▸ Objective: Reproduce the rows below with "response point" switched to "output point" everywhere it occurs. Change nothing else.

[Pointing dataset excerpts]
+++

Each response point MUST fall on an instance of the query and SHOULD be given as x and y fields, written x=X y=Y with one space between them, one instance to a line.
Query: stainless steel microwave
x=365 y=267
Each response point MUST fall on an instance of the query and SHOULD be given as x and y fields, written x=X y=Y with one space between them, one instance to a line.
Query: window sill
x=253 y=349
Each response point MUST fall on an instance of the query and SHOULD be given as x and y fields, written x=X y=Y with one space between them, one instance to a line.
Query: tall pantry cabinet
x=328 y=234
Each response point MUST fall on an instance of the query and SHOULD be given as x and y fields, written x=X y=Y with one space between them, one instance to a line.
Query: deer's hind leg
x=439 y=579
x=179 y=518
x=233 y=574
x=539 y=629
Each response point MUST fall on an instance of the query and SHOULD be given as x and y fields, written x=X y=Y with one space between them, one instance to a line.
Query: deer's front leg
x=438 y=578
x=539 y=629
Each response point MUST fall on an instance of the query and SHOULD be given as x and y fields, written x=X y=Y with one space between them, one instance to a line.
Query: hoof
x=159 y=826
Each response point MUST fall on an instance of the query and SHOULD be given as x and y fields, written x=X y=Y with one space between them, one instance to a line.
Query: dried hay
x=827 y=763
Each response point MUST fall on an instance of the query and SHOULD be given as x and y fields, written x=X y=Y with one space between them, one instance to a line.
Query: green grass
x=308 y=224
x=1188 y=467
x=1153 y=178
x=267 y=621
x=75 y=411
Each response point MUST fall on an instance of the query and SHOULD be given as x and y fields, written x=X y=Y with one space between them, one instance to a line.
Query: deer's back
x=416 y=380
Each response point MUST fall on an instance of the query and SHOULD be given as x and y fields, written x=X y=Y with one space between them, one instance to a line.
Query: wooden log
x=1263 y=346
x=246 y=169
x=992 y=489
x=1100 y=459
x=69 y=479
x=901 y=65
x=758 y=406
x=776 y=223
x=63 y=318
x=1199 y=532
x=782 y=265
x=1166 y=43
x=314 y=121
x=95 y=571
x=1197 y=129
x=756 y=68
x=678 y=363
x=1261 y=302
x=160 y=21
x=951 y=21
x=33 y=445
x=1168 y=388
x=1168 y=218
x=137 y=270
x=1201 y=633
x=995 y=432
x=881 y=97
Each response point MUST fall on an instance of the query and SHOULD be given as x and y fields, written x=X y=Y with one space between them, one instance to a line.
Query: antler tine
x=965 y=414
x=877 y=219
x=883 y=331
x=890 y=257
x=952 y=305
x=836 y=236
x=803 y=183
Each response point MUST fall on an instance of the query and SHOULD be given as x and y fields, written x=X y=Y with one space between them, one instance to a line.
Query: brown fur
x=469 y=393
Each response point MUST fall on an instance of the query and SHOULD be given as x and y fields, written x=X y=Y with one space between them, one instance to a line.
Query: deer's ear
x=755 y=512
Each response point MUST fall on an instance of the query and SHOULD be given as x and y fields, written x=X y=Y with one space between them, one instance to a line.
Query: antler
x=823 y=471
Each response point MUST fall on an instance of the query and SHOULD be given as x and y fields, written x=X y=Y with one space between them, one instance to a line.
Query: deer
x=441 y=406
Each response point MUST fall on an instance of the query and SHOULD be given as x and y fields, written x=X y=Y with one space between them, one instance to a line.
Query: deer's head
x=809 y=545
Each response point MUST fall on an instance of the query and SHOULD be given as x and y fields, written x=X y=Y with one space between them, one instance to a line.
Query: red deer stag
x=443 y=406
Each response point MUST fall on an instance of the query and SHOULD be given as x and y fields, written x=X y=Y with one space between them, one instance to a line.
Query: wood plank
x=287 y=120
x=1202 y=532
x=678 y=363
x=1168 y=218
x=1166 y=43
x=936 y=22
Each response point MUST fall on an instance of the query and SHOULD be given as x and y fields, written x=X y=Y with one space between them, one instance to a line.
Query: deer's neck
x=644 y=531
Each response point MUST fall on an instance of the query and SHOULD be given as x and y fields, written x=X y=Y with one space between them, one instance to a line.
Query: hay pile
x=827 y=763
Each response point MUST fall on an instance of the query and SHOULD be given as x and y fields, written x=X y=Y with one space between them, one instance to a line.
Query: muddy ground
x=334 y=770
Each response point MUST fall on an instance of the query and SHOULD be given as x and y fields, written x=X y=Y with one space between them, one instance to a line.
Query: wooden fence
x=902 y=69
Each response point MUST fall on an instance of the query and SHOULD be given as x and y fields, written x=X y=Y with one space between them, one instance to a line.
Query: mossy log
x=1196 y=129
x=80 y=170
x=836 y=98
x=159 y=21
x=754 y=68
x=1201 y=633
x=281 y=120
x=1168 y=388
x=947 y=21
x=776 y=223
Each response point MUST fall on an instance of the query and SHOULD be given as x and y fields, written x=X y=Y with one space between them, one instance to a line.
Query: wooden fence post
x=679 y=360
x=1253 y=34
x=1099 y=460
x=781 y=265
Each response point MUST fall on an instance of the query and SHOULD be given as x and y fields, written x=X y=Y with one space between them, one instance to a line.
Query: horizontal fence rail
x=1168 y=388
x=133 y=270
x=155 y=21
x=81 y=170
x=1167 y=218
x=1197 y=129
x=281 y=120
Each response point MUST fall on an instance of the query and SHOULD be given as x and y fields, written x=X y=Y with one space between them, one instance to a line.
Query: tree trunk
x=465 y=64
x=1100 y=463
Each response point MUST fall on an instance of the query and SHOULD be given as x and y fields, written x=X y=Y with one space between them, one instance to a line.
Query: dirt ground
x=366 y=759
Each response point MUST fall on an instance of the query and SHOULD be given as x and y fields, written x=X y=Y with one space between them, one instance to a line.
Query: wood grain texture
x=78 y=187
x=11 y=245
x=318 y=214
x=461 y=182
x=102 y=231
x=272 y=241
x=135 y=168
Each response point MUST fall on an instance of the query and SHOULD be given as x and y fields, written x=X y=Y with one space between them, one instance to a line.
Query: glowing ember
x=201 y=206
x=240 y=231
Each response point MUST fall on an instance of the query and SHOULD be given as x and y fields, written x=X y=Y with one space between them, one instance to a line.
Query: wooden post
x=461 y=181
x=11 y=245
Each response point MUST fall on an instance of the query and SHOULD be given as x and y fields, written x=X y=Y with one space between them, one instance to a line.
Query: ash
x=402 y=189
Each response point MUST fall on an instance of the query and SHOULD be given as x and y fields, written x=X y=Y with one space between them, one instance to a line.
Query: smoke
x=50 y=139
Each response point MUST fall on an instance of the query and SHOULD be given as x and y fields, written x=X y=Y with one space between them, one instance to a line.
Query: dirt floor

+++

▸ Written response:
Each output point MUST fall on an instance of the query and SHOULD be given as x and y fields, written x=X y=Y with one space between them, one instance to a line.
Query: stainless steel microwave
x=365 y=267
Each output point MUST fall on an instance of the query and SHOULD be given as x and y fields, written x=X y=Y with one space between them, one instance to a line.
Query: window sill
x=253 y=349
Each output point MUST fall on an instance of the query and SHOULD be given as x and y fields, written x=X y=Y with one space between them, one instance to a line.
Query: tall pantry cabinet
x=328 y=234
Each output point MUST fall on an instance of the query and SHOULD be given as x and y fields, written x=X y=Y with one space between them, one instance to a line.
Query: deer's hind leg
x=439 y=579
x=179 y=518
x=233 y=574
x=539 y=629
Each output point MUST fall on an instance of the query and SHOULD be given as x and y fields, written x=X y=Y with one space between them, one instance to a line.
Query: deer's front leg
x=438 y=578
x=539 y=629
Each output point MUST fall on an instance of the query and SHOULD be given as x and y fields, written x=X y=Y with one space between them, one instance to a line.
Query: hoof
x=159 y=826
Each output point MUST fall on an instance of the query and SHOULD be given as x and y fields, written x=X y=Y with one space between them, one instance to a line.
Query: dried hay
x=827 y=763
Each output point MUST fall on an instance of the query and SHOULD be given as x and y fields, written x=X y=Y with one space between them, one instance to a line.
Query: green grass
x=308 y=224
x=1188 y=467
x=1153 y=178
x=267 y=621
x=75 y=411
Each output point MUST fall on an instance of the query and SHOULD be given as x and y fields, written x=X y=Y with one space between them, one instance to a line.
Query: deer's back
x=416 y=380
Each output point MUST fall on an instance of the query and SHOULD be given as x and y fields, written x=X y=Y with one space between them, one instance to a line.
Query: wooden log
x=1263 y=346
x=246 y=169
x=992 y=489
x=1100 y=459
x=69 y=479
x=901 y=65
x=758 y=406
x=776 y=223
x=63 y=318
x=1199 y=532
x=782 y=265
x=1166 y=43
x=314 y=121
x=95 y=571
x=1197 y=129
x=756 y=68
x=678 y=363
x=1261 y=302
x=160 y=21
x=951 y=21
x=33 y=445
x=1168 y=388
x=1168 y=218
x=137 y=270
x=1201 y=633
x=995 y=432
x=881 y=97
Each output point MUST fall on an instance of the query and SHOULD be given as x and y fields, written x=X y=Y with one space between them, one instance to a line.
Query: antler tine
x=965 y=414
x=877 y=219
x=883 y=331
x=890 y=257
x=952 y=305
x=836 y=236
x=803 y=183
Each output point MUST fall on an instance of the query and SHOULD be given as x and y fields, written x=X y=Y with one space between them, one instance to a line.
Query: brown fur
x=469 y=393
Each output point MUST fall on an instance of the query and SHOULD be given as x and y fields, written x=X y=Y with one space between them, one instance to a line.
Query: deer's ear
x=755 y=512
Each output point MUST fall on an instance of the query and SHOULD be given as x and y fields, written x=X y=Y with one space between them, one instance to a line.
Query: antler
x=823 y=471
Each output point MUST fall on an instance of the query and SHOULD be given as x and y fields, written x=X y=Y with one space between them, one instance to a line.
Query: deer
x=441 y=406
Each output point MUST fall on an instance of the query and SHOULD be given as x and y fields, written x=X y=Y with one space between them, one instance to a line.
Query: deer's head
x=809 y=545
Each output point MUST fall on an instance of the query and SHOULD be given as x and y fields, written x=X y=Y with one space between them, one instance to a line.
Query: red deer stag
x=443 y=406
Each output point MUST fall on an instance of the query and SHOULD be given as x and y fields, written x=X y=Y with one space between them, one instance to a line.
Query: wood plank
x=287 y=120
x=1202 y=532
x=678 y=363
x=1168 y=218
x=1166 y=43
x=936 y=22
Each output point MUST fall on an instance of the query and SHOULD be given as x and y fields, written x=X y=Y with one space between them, one instance to a line.
Query: deer's neck
x=644 y=531
Each output point MUST fall on an instance of the query and SHOULD be given as x and y fields, written x=X y=Y with one space between them, one instance to a line.
Query: hay pile
x=827 y=763
Each output point MUST fall on an instance of the query and SHOULD be given as x and y fields, written x=X y=Y with one space between them, one instance to a line.
Query: muddy ground
x=334 y=770
Each output point MUST fall on an instance of the query and SHOULD be given as x and y fields, written x=X y=Y with one space between them, one instance to a line.
Query: wooden fence
x=902 y=69
Each output point MUST fall on an instance of the query and SHOULD be given as x and y fields, written x=X y=Y with one space between them, one instance to a line.
Query: mossy log
x=1196 y=129
x=80 y=170
x=836 y=98
x=159 y=21
x=754 y=68
x=1201 y=633
x=281 y=120
x=1168 y=388
x=947 y=21
x=776 y=223
Each output point MUST fall on an instance of the query and SHOULD be given as x and y fields, written x=X y=Y with one space between them, one instance to a line.
Query: wooden fence post
x=679 y=360
x=1253 y=34
x=1099 y=460
x=781 y=265
Each output point MUST fall on an instance of the query and SHOULD be given as x and y fields, written x=X y=Y with one space between them, one instance to a line.
Query: horizontal fence rail
x=1168 y=388
x=133 y=270
x=155 y=21
x=81 y=170
x=1167 y=218
x=1197 y=129
x=281 y=120
Each output point MUST fall on an instance of the query and SHOULD be given as x and y fields, written x=X y=Y with one space between them, one instance to a line.
Query: tree trunk
x=465 y=64
x=1100 y=463
Each output point MUST fall on an instance of the query and SHOULD be given as x and y fields, written x=X y=Y with one space between them, one instance to a line.
Query: dirt ground
x=366 y=759
Each output point MUST fall on an instance of the query and SHOULD be given as x and y fields, written x=X y=Y with one space between them, one instance to a line.
Query: wood grain texture
x=78 y=187
x=11 y=245
x=318 y=214
x=461 y=182
x=102 y=231
x=272 y=241
x=135 y=168
Each output point MUST fall on an instance of the query and SHOULD be given as x and y fields, written x=X y=Y with one space between them, one instance to a line.
Query: glowing ember
x=201 y=206
x=240 y=231
Each output point MUST fall on an instance of the query and SHOULD be given as x and y fields, written x=X y=Y with one space between them, one instance to a line.
Query: wooden post
x=461 y=181
x=11 y=245
Each output point MUST fall on an instance of the query and SHOULD be given as x and y fields, written x=X y=Y with one space between them, one instance to a line.
Query: ash
x=402 y=189
Each output point MUST fall on an instance of the query and SHOULD be given as x and y fields, written x=X y=Y with one space between them, one instance to a line.
Query: smoke
x=50 y=139
Each output point MUST fall on an instance of the query and SHOULD be given as x and y fields, written x=X y=Y with one space between them, one instance to a line.
Query: dirt floor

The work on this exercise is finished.